* Travail demandé
(a) Selon le texte sur le plan Ecophyto, de combien les ventes de produits phytopharmaceutiques ont-elles baissé entre 2014 et 2015 ?
(b) Relevez toutes les catégories de personnes dont la santé est présentée comme un enjeu dans le texte sur le plan Ecophyto.
(c) Prolongez le texte sur le plan Ecophyto à partir de sa dernière phrase.

La note de suivi Ecophyto de 2016 fait état d’une légère amélioration entre 2014 et 2015. « Le NODU (nombre de doses unités), indicateur de suivi du plan Ecophyto, affiche, pour la première fois depuis sa mise en place en 2008, un léger recul montrant une baisse de 2,7 % des ventes de produits phytopharmaceutiques entre 2014 et 2015. Il est probable que cette embellie, essentiellement due à une baisse de consommation des fongicides, soit en grande partie liée à une faible pression parasitaire en vigne. En effet cette culture est une grande consommatrice de fongicides les années où les risques mildiou et oïdium sont supérieurs à la normale et inversement lorsque le printemps est plutôt sec comme en 2015.
Il est important que la question des pesticides soit portée fortement par les politiques, eu égard aux enjeux de santé applicateurs, riverains, consommateurs, et aux enjeux environnementaux mais porter les efforts uniquement sur les pratiques agricoles me paraît insuffisant compte tenu des connaissances acquises sur les transferts de pesticides et bien entendu du poids des organisations professionnelles et des filières de productions dans l’acceptation du changement.

[Enregistrements conservés]
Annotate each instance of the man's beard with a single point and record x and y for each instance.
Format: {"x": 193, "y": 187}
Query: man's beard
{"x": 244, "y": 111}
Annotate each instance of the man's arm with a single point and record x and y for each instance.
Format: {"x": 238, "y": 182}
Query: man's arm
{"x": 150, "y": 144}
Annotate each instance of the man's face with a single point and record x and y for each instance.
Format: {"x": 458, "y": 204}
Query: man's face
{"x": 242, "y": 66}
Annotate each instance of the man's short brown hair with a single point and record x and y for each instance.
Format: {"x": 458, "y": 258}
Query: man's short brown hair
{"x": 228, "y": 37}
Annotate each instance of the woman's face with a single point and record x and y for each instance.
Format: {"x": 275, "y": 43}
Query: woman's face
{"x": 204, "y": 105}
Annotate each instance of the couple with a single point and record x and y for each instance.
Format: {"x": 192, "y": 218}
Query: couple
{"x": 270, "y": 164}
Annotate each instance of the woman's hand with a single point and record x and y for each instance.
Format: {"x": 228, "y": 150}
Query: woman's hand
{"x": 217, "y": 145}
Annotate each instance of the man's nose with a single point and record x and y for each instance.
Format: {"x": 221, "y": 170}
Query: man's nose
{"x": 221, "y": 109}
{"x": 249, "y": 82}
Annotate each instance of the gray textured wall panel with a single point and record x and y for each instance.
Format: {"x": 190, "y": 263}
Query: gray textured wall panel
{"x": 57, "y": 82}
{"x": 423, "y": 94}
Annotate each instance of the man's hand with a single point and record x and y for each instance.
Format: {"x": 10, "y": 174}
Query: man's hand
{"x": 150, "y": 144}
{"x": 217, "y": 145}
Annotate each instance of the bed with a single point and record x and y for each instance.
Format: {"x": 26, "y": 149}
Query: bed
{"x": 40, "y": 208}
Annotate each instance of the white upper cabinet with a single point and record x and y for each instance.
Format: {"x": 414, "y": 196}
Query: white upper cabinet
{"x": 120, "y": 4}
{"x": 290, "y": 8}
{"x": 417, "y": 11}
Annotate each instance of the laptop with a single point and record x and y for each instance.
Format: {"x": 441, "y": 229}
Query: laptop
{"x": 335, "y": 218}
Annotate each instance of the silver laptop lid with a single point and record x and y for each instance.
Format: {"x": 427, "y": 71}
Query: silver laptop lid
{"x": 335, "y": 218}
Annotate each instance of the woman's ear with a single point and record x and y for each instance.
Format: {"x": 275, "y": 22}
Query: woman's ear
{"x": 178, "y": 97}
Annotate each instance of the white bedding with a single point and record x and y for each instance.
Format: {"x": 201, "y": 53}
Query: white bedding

* Réponses par tâche
(a) De 2,7 %.

(b) Applicateurs, riverains, consommateurs.

(c)
Il semble crucial de profiter du train Ecophyto, et des énormes moyens de sensibilisation des acteurs qu’il offre, pour aborder le troisième volet de l’expertise collective INRA-Cemagref de 2005 : celui des transferts hydriques des contaminants globalement absent du plan Ecophyto I et du plan II. Si l’on souhaite ou si l’on doit agir demain pour réduire les impacts des pesticides il faut dès aujourd’hui informer et faire germer la prise de conscience.
Réduire de 25% les quantités permet bien sûr en théorie de réduire les expositions humaines et environnementales, encore faut-il que le nombre d’applications diminue et que les substances actives ne soient pas en capacité de se disperser aisément vers les milieux non cibles. En France pour les pédo-climats sensibles, illustrés par les secteurs ruisselants tels que la Bresse, le Perche, les coteaux de Gascogne,… le poids de l’évènementiel (interactions : molécules, pluies, délai après traitement, rugosité du sol,…) est probablement prépondérant par rapport à la dose apportée.
Il convient donc d’œuvrer le plus collectivement possible. Avoir une véritable volonté d’action autour des zones tampons permettrait de s’engager sur la gestion intégrée des bassins versants : de nombreux territoires ruraux aménagés avant la prise en compte des pollutions diffuses et plutôt sur des critères de productivité, semblent mal adaptés à une gestion durable des pesticides: il faut y ralentir l’eau, limiter les écoulements concentrés, donner plus globalement une réelle capacité de résilience à ces milieux et on rejoint à ce niveau les aspects paysagers, biodiversité, Trame verte et bleue et autres aménités liées à un territoire multifonctionnel.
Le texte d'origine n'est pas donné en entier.